━━━━━ INPUT RECORDS

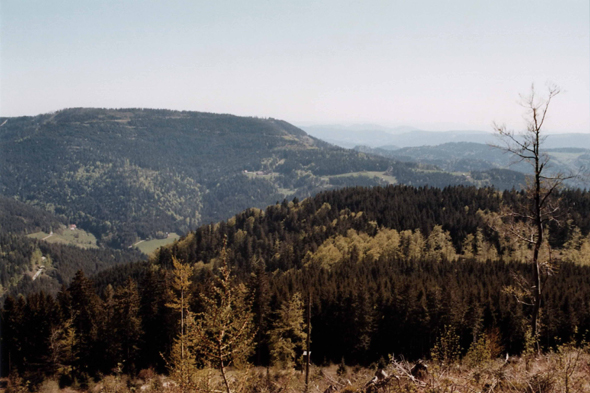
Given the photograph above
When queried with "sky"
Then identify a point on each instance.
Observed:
(431, 64)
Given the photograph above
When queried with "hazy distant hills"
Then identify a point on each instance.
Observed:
(28, 263)
(377, 136)
(132, 174)
(468, 156)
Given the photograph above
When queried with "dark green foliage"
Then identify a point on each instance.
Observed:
(16, 268)
(20, 218)
(377, 305)
(131, 174)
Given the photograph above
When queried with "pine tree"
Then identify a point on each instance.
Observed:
(181, 362)
(259, 288)
(287, 338)
(128, 323)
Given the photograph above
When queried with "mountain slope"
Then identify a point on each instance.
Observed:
(467, 157)
(132, 174)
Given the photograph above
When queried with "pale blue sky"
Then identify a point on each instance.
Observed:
(430, 64)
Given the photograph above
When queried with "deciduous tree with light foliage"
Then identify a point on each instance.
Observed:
(224, 331)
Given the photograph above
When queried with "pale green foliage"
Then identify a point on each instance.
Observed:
(479, 248)
(412, 244)
(479, 352)
(570, 360)
(180, 293)
(63, 348)
(224, 332)
(288, 336)
(447, 350)
(386, 242)
(577, 248)
(181, 362)
(36, 258)
(439, 245)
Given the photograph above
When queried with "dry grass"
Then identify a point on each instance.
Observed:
(565, 371)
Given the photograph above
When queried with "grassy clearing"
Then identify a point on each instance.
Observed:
(370, 174)
(149, 246)
(77, 237)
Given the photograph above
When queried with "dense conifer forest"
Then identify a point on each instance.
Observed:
(390, 270)
(131, 174)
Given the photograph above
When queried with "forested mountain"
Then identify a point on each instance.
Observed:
(28, 264)
(477, 157)
(389, 269)
(131, 174)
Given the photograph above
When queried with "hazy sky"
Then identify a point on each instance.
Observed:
(433, 64)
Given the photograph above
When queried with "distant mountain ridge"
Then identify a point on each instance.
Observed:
(376, 136)
(468, 156)
(131, 174)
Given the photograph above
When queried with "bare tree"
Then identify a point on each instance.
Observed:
(528, 221)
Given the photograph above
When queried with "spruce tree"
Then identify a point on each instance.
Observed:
(224, 332)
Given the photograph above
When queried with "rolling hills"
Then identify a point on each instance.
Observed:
(128, 175)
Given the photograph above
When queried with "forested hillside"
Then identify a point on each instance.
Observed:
(389, 269)
(480, 158)
(132, 174)
(28, 264)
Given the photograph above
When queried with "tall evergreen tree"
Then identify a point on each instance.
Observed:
(224, 332)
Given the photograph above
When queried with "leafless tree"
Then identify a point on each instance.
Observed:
(528, 221)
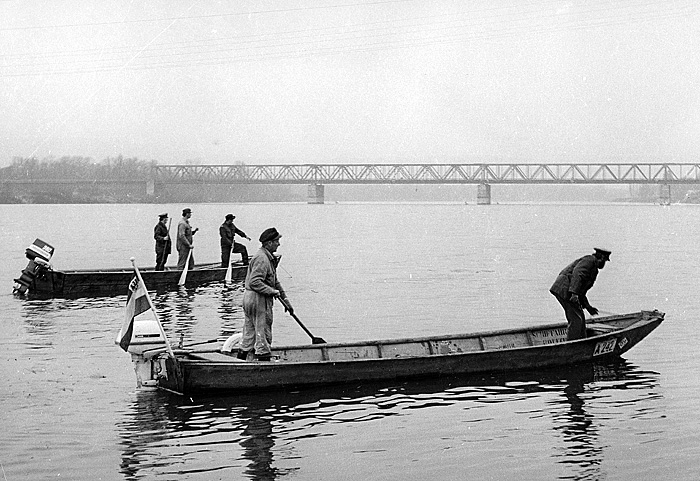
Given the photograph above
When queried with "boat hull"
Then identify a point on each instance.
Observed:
(112, 282)
(493, 352)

━━━━━━━━━━

* _THE PROBLEM_:
In transcribing the material above, reproduce each line exactly and include none of the pictures.

* _RESPONSE AREA_:
Given the photograph above
When queried with "sky"
Then identify a point on each instance.
Observed:
(431, 64)
Given the photograph above
When queried with "hazy distant hills"
Then identify a point on each instance.
Observed:
(28, 263)
(377, 136)
(132, 174)
(468, 156)
Given the photograph above
When queried with "dark green foliage"
Then identify a point on each instance.
Observed:
(16, 268)
(20, 218)
(377, 305)
(131, 174)
Given the photograph above
When queried with "pine tree"
Then identify a point on each instance.
Observed:
(181, 362)
(259, 288)
(287, 338)
(128, 323)
Given the photograph above
When queried with "mountain slope"
Then identify a point on each instance.
Observed:
(467, 157)
(132, 174)
Given the photograph above
When queried with "pale blue sky"
Then identify a point on each instance.
Observed:
(430, 64)
Given the photograph above
When queried with "deciduous tree with light foliage"
Then identify a point on each instance.
Observed:
(224, 331)
Given the photograph above
When queried with "pale green foliage"
Then identify a point on each instance.
Observed:
(479, 248)
(412, 244)
(479, 352)
(570, 360)
(180, 293)
(63, 348)
(224, 332)
(288, 336)
(447, 350)
(386, 242)
(577, 248)
(181, 362)
(36, 258)
(439, 245)
Given the photograph above
When queried with "dry grass"
Then identify a point on each instance.
Observed:
(565, 371)
Given the photograph above
When queried with "grassy clearing"
Then identify a point on each instance.
Observed:
(370, 174)
(149, 246)
(77, 237)
Given the photograph above
When queried with "dense conifer forest"
Then identify a point on each instance.
Observed:
(390, 270)
(131, 174)
Given the photograph above
When queried with "forested mountain"
Then identify a point on each instance.
Observed:
(28, 264)
(477, 157)
(389, 269)
(131, 174)
Given the photograph above
When queried with "hazy sky"
Then identify a point on each instance.
Observed:
(433, 64)
Given the photograph above
When queried with "distant mountain ridge"
Then identify a point on each instance.
Observed:
(376, 136)
(468, 156)
(131, 174)
Given the photograph above
When queried with "bare tree"
Then identify a point on each instance.
Observed:
(528, 221)
Given the photograph above
When queried with "spruce tree"
Then identify a point on each instance.
Observed:
(224, 332)
Given the photograph above
When queried with "rolling hills"
Then identify a point on each instance.
Observed:
(128, 175)
Given the photograph above
When queried with "forested hillside"
Then identify a point on each instance.
Observed:
(389, 269)
(480, 158)
(132, 174)
(28, 264)
Given the photograph above
When queried with "tall evergreen tree"
Then identify a point on each instance.
Observed:
(224, 332)
Given the photograph above
When queried with "leafless tree"
Then identify a point on each instance.
Observed:
(528, 221)
Given the photograph above
When queried with "boat hull"
Then identify a point on each instance.
Observed:
(112, 282)
(493, 352)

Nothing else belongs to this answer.